* START Data *

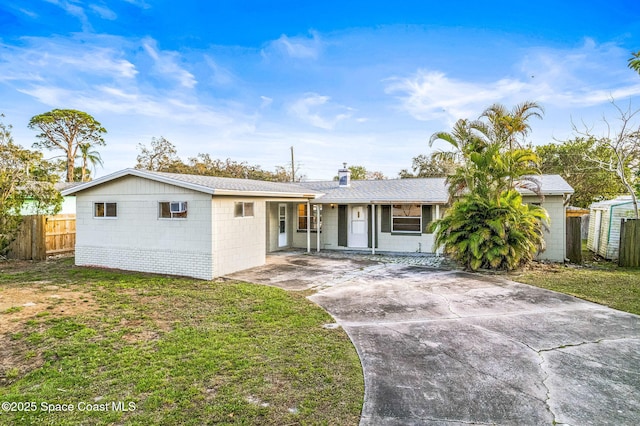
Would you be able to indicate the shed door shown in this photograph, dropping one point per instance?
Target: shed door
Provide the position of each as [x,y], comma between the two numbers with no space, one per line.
[596,235]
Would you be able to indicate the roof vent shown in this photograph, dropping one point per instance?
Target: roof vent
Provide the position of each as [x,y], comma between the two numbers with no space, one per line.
[344,176]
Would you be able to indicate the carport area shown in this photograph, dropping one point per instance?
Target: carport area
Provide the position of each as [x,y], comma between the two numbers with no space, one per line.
[443,347]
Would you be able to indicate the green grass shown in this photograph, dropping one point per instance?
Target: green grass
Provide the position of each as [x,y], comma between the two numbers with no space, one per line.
[597,280]
[179,351]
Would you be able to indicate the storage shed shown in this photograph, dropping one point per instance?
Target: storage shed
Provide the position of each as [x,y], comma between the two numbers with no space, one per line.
[604,225]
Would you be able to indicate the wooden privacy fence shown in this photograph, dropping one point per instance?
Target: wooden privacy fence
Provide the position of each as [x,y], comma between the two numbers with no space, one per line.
[574,239]
[41,236]
[629,251]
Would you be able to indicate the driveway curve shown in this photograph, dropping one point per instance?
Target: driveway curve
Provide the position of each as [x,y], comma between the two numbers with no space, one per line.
[445,347]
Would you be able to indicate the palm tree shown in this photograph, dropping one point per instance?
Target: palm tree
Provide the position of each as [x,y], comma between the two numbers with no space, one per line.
[634,61]
[505,126]
[88,157]
[483,233]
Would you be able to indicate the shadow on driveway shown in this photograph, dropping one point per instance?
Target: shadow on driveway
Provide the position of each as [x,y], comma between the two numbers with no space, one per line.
[446,347]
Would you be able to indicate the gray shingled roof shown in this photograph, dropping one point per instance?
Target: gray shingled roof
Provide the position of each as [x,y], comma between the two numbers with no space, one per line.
[551,185]
[432,190]
[207,184]
[235,184]
[426,191]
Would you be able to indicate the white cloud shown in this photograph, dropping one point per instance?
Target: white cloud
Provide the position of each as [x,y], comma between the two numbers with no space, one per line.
[266,102]
[167,64]
[29,13]
[104,12]
[74,10]
[296,47]
[316,110]
[220,76]
[57,61]
[114,100]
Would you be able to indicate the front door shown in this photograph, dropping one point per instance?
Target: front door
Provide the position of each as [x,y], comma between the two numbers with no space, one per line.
[358,227]
[282,225]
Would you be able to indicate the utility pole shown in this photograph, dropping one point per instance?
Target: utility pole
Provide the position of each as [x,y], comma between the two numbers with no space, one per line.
[293,167]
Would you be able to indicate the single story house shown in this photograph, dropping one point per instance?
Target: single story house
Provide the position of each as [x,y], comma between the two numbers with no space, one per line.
[605,223]
[205,227]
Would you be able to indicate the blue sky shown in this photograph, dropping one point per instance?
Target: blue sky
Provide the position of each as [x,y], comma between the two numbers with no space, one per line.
[365,83]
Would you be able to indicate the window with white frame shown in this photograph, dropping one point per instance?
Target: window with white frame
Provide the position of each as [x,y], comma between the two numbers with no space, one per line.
[406,218]
[303,217]
[172,209]
[243,209]
[105,210]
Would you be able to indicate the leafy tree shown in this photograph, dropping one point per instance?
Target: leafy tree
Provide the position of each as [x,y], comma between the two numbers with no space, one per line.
[24,175]
[488,226]
[161,156]
[481,232]
[67,130]
[436,165]
[572,160]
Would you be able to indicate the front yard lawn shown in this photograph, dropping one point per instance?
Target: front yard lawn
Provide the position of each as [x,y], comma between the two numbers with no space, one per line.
[597,281]
[141,349]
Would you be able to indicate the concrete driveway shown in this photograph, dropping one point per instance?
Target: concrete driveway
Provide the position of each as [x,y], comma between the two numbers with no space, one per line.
[446,347]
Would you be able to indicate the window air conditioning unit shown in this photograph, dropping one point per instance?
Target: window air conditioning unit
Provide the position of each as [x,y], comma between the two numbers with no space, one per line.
[180,207]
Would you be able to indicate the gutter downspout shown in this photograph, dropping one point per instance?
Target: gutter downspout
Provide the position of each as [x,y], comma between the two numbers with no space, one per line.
[373,229]
[611,221]
[318,226]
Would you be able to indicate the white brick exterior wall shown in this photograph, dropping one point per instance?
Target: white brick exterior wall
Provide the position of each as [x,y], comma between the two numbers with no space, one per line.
[137,239]
[555,238]
[238,242]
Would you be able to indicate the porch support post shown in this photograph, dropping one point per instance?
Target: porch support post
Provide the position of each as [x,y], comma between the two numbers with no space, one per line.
[309,215]
[373,229]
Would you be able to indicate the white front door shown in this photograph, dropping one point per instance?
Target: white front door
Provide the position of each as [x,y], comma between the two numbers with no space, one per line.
[282,225]
[358,227]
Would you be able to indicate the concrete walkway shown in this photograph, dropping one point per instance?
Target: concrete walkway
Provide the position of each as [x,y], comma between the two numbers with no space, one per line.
[450,348]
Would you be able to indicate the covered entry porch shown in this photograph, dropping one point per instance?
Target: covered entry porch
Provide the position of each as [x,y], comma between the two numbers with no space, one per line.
[314,226]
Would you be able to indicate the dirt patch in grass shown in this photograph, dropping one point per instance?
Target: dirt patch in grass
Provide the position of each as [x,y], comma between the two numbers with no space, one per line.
[19,304]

* END Data *

▶ _Aim of the exercise_
Switch every "concrete walkway" to "paved walkway" in the part that opens with the line containing "Would you be able to indicate the window air" and closes with the last line above, leaving all else unchanged. Return only those lines.

▶ _Result below_
Would you be able to indicate the window air conditioning unit shown in this photograph, dropping one point per instance?
Target: window air conditioning unit
Provide the position of each as [x,y], comma between the two numbers with no space, one per line.
[180,207]
Would you be able to indicate the gutter downspout shown in this photograph, dropping one point per instance?
Target: gutter downspout
Provide the position of each as [x,y], comma between the two numbers with no space, one per line.
[373,229]
[611,221]
[318,226]
Would you be able to indicate the white brick exterior wall shown in this photograph, dropping one point per instance?
Target: white brick exterior wall
Provide the position of each as [x,y], comma between the two numbers with no space, one per line.
[137,239]
[555,238]
[238,242]
Would you be able to indicate the porch support post shown in this photograph, dropping one point per instance?
Target: porch support post
Provide the position of each as [x,y], comma between the two numbers with no space, one per line.
[309,215]
[373,229]
Would you be able to indicate the white front door shown in this photograph, dropping one point per instance?
Target: white front door
Provide the position of each as [x,y], comma between the two numbers with no space, one per line.
[282,225]
[358,227]
Would you be able to indicate the paved walkway shown in this photograph, dropping one point per instance?
Target: paved walkway
Provide the position of each as [x,y], comma between the two numbers with no space, one per line.
[450,348]
Would you be able to indicate the covered entry porch shown in this photograph, dropping one point per instance?
Target: covered entry porch
Provide the position of each as [x,y], comma between the two numbers with no space, one per line.
[314,226]
Would you be able to indicate the dirt patch in grass shown in this photograph, dropping one point per instance?
Target: dirt patch in grass
Provide the position of each as [x,y], comma between the two numbers with no space, one per line.
[19,304]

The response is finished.